I got rid of it in two of my guitars, never looked back  Since I use EMG's I just wired the pickups to have two volume knobs instead, and I enjoy the in-between tones in the middle position a lot more than the tone knob.


----------



## Norjen (Feb 13, 2013)

Nvm, I tore the tone out and rewired everything to match seymour duncan's diagrams. Haven't tested it yet but everything should be fine unless there's more defective parts.


----------



## GizmoGardens (Feb 14, 2013)

Jonisbrutal said:


> I always have my tone at 10 too. So I wouldn't really miss the pot, plus my guitar has a "relic'd look" so the hole would just add more charactor in my opinion. I'm just a bit concerned about the treble boost I'll get from removing the tone pot. Dont want to sound too "trebly". I'll post some pics when I get home.

RECORD EXCERPTS:
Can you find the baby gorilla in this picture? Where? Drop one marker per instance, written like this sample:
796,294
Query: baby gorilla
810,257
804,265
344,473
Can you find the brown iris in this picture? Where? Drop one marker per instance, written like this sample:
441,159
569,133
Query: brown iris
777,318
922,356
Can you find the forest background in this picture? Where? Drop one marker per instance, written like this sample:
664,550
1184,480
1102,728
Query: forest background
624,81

==

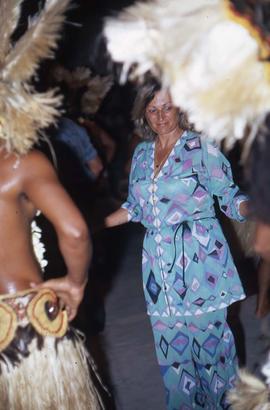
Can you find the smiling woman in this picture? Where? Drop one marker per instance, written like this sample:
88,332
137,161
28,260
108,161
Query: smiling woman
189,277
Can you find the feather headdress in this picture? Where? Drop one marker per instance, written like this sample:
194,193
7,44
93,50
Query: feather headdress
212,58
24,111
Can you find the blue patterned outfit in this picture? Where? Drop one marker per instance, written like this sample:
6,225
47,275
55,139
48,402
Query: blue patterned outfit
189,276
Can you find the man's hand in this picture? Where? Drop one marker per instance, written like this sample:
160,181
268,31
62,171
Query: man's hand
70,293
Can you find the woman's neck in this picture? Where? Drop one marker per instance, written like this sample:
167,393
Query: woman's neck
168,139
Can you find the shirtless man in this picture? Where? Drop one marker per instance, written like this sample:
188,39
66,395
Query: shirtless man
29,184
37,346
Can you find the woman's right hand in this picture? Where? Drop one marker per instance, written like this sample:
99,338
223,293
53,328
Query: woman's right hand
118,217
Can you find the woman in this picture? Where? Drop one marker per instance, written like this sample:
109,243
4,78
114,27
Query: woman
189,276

--

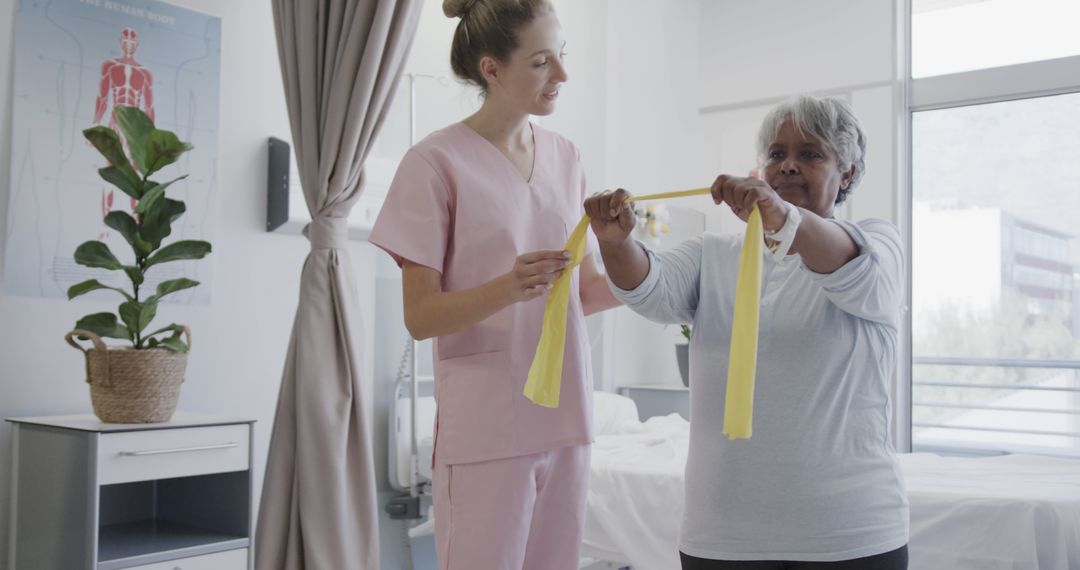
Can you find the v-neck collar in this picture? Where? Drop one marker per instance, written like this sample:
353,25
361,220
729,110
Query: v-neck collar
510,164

GIVEN PROBLEM A:
Translate this sentence from the guitar wiring thread into Spanish: "I'll post some pics when I get home."
GIVEN PROBLEM B:
Answer these from the guitar wiring thread:
(i) Which brand of pickups does the first poster use?
(ii) Whose diagrams did Norjen rewire everything to match?
(iii) What is Jonisbrutal concerned about getting by removing the tone pot?
GIVEN PROBLEM C:
Pick up the guitar wiring thread after its last sentence and keep it going.

EXERCISE OUTPUT A:
Publicaré algunas fotos cuando llegue a casa.

EXERCISE OUTPUT B:
(i) EMG
(ii) Seymour Duncan's
(iii) A treble boost that might make the guitar sound too "trebly"

EXERCISE OUTPUT C:
Why not just replace it with a 500k resistor? That way you won't boost your highs at all, and you still get the satisfaction of ripping that son'bitch out.


----------



## Konfyouzd (Feb 14, 2013)

Usually you can just cut all the wires that connect it to the rest of the circuit and pull it straight out. I like it because they're typically attached to the volume pot in a manner similar to how a killswitch is attached so it makes the change really easy for me.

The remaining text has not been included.